(Stored data entries)
********
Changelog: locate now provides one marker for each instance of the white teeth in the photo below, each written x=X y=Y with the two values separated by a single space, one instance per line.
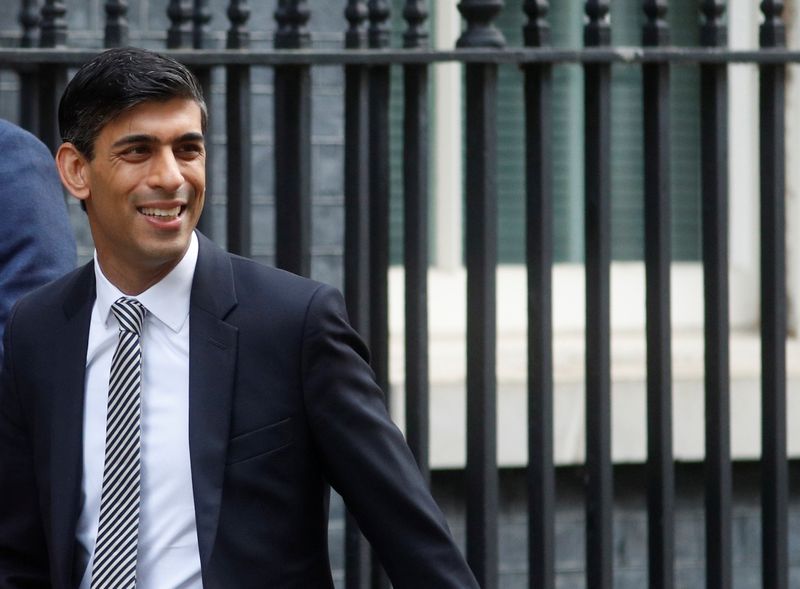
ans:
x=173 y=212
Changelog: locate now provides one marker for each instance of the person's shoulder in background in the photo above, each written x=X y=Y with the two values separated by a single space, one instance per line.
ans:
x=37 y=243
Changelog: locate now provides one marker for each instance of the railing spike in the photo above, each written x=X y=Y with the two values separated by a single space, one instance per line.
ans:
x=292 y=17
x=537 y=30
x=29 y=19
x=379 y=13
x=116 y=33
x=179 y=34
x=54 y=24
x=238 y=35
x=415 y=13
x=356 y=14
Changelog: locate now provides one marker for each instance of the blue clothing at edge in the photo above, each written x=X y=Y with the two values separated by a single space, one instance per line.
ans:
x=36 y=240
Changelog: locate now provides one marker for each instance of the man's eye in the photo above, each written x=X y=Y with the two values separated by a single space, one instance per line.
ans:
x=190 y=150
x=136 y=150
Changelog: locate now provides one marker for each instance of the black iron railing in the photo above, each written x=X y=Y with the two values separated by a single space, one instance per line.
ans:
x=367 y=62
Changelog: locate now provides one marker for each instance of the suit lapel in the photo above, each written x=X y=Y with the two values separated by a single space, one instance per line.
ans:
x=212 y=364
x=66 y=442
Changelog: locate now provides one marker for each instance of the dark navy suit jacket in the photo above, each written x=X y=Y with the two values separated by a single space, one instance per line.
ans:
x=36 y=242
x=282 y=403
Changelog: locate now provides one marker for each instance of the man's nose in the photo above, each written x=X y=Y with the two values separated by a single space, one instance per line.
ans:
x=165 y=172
********
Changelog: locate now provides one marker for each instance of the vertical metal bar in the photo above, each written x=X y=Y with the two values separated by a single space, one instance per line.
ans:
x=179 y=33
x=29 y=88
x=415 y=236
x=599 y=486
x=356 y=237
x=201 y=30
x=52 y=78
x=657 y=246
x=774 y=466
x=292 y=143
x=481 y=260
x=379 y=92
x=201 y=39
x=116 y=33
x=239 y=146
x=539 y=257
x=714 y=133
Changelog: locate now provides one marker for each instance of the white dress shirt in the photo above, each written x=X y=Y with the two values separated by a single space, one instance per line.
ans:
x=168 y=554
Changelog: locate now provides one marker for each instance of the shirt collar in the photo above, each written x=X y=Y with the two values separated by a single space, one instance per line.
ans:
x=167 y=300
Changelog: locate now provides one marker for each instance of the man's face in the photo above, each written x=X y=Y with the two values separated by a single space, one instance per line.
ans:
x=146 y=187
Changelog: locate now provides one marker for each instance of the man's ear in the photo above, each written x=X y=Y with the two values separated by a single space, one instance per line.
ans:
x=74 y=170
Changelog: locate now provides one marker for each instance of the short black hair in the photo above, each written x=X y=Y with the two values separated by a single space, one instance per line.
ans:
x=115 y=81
********
▸ **WHAT IS EXPECTED**: Beginning at the line above that contains "the white dress", return each line exactly through the line that contains "of the shirt", and no others.

▸ **FINISHED EXERCISE**:
Changelog: locate now provides one marker for each instance of the white dress shirt in the photo above, each written x=X y=Y with the two values separated by a single space, one instance per line.
ans:
x=168 y=554
Changelog: locate now provides one marker for each instance of the shirt collar in the photo above, each written x=X y=Y with the two values separated by a single space, one instance per line.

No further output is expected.